(Excerpt):
******

Namir Smallwood and Karen Pittman
(Photo: Jeremy Daniel)

In it, the playwright, who is a woman of color, describes confrontations between herself and a white woman who complained about her laughter and other audible responses while watching a play. Morisseau used the incident to expound on what she described as theatre's "white privilege and elitism problem." Click here for a link to her essay.

So the Playbills for her newest Off-Broadway drama, the also-excellent Pipeline, contain inserts titled "Playwright's Rules of Engagement," where she assures patrons they are allowed to "laugh audibly" and "have audible moments of reaction and response."

And Morisseau certainly gives viewers a lot to respond to. Like SKELETON CREW, Pipeline is a welcome addition to the recent deluge of Broadway and high-profile Off-Broadway plays dealing with contemporary political and social issues.

The title refers to the commonly used term "school-to-prison Pipeline," describing an environment of police supervision and zero tolerance in underserved public schools in urban minority neighborhoods that contributes to quickly funneling students into the penal system.

******

(Dataset extract):
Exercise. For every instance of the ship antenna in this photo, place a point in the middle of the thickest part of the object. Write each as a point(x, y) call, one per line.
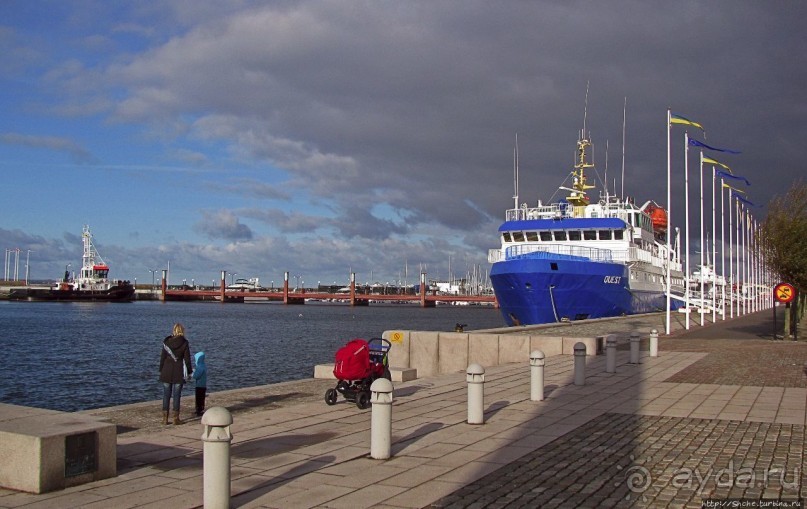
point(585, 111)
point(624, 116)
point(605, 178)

******

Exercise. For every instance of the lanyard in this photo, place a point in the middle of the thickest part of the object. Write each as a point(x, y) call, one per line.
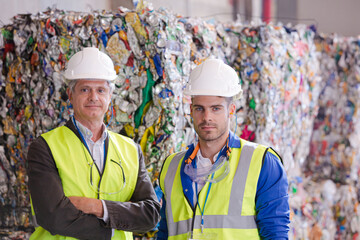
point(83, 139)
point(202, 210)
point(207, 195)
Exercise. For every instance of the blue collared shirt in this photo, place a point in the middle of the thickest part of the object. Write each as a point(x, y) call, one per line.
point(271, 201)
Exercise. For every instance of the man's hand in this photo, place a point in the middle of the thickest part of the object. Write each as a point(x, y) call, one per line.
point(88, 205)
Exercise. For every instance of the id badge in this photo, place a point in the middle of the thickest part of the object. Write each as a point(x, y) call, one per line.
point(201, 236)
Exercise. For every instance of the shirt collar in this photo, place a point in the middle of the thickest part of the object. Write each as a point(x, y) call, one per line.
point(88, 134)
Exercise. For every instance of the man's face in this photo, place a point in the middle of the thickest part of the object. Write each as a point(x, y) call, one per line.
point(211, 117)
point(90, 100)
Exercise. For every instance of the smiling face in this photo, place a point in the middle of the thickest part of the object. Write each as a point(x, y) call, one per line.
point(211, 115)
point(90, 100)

******

(Task details):
Print the excerpt about the play Pipeline above again in full, word for word.

(Exercise output):
Namir Smallwood and Karen Pittman
(Photo: Jeremy Daniel)

In it, the playwright, who is a woman of color, describes confrontations between herself and a white woman who complained about her laughter and other audible responses while watching a play. Morisseau used the incident to expound on what she described as theatre's "white privilege and elitism problem." Click here for a link to her essay.

So the Playbills for her newest Off-Broadway drama, the also-excellent Pipeline, contain inserts titled "Playwright's Rules of Engagement," where she assures patrons they are allowed to "laugh audibly" and "have audible moments of reaction and response."

And Morisseau certainly gives viewers a lot to respond to. Like SKELETON CREW, Pipeline is a welcome addition to the recent deluge of Broadway and high-profile Off-Broadway plays dealing with contemporary political and social issues.

The title refers to the commonly used term "school-to-prison Pipeline," describing an environment of police supervision and zero tolerance in underserved public schools in urban minority neighborhoods that contributes to quickly funneling students into the penal system.